Material excerpted from a collection

Begin

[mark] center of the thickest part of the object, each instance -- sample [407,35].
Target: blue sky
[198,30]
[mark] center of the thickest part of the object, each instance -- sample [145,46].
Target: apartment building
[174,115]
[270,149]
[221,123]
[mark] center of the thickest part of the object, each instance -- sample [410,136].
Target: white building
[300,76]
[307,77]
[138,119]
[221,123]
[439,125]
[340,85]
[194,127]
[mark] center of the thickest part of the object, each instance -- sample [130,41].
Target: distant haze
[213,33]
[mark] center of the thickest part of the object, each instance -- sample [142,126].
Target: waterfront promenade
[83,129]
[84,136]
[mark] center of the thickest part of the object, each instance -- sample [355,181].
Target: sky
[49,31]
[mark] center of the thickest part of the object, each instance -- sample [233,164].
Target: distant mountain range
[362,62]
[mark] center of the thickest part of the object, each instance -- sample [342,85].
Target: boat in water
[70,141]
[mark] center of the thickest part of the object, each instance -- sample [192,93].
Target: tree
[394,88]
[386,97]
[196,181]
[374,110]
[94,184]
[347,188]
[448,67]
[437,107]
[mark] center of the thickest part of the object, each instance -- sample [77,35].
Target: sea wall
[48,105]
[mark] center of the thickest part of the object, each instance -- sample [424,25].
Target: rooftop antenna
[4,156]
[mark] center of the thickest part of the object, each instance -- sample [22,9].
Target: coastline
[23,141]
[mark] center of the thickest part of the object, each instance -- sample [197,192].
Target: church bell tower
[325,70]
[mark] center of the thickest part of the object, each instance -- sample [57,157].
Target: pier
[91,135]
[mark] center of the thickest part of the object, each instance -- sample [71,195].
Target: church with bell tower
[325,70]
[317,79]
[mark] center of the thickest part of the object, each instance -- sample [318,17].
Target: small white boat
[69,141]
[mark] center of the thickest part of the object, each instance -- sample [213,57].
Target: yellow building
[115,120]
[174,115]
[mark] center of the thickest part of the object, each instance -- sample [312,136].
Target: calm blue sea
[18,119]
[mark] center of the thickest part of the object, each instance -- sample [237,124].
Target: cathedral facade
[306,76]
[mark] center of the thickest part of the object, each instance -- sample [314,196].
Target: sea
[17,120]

End

* [Exercise instructions]: Can you convert all of the material above into a numbered list, leaving out any blank lines?

* [Solution to the exercise]:
1. [mark] center of the thickest part of the object, each instance -- sample [407,35].
2. Target: blue sky
3. [198,30]
4. [mark] center of the thickest part of the object, each instance -- sample [145,46].
5. Target: apartment building
6. [174,115]
7. [270,149]
8. [221,123]
9. [mark] center of the thickest part of the object, each instance -- sample [410,136].
10. Target: white building
11. [300,76]
12. [307,77]
13. [138,119]
14. [221,123]
15. [439,125]
16. [340,85]
17. [194,127]
18. [mark] center of the thickest part of the object, each instance -- sample [130,41].
19. Target: distant haze
20. [213,33]
21. [mark] center of the thickest part of the object, each instance -- sample [142,126].
22. Target: waterfront promenade
23. [83,129]
24. [84,136]
25. [mark] center of the thickest part of the object, each instance -- sample [355,181].
26. Target: sky
27. [49,31]
28. [mark] center of the thickest part of the object, each instance -- sample [233,164].
29. Target: distant mountain range
30. [362,62]
31. [mark] center of the thickest part of the object, each instance -- sample [342,85].
32. Target: boat in water
33. [70,141]
34. [mark] center of the thickest part of the object, each instance -- sample [192,93].
35. Target: tree
36. [394,88]
37. [386,97]
38. [196,181]
39. [374,110]
40. [94,184]
41. [347,188]
42. [448,67]
43. [437,107]
44. [mark] center of the thickest part of the object, each instance -- sample [77,35].
45. Target: sea wall
46. [48,105]
47. [mark] center of the thickest part of the object, each instance -- sample [424,25].
48. Target: rooftop antenna
49. [4,156]
50. [mark] center of the thickest part of the object, each instance -- sample [22,9].
51. Target: coastline
52. [23,141]
53. [mark] center of the thickest part of the object, each instance -- sample [197,192].
54. Target: church bell tower
55. [325,70]
56. [mark] center of the thickest part of the object, each instance -- sample [57,157].
57. Target: pier
58. [91,135]
59. [mark] center of the thickest part of the object, each instance -- sample [71,195].
60. Target: church with bell tower
61. [325,70]
62. [317,79]
63. [mark] center of the thickest part of the object, each instance -- sample [318,17].
64. Target: small white boat
65. [69,141]
66. [mark] center of the thickest part of the object, each instance -- sample [213,57].
67. Target: yellow building
68. [115,120]
69. [174,115]
70. [mark] center of the thickest part of the object, each instance -- sample [312,136].
71. Target: calm blue sea
72. [18,119]
73. [mark] center of the thickest part of the object, each instance -- sample [237,124].
74. Target: cathedral facade
75. [306,76]
76. [mark] center of the thickest part of the object, each instance -- sample [314,196].
77. Target: sea
78. [17,120]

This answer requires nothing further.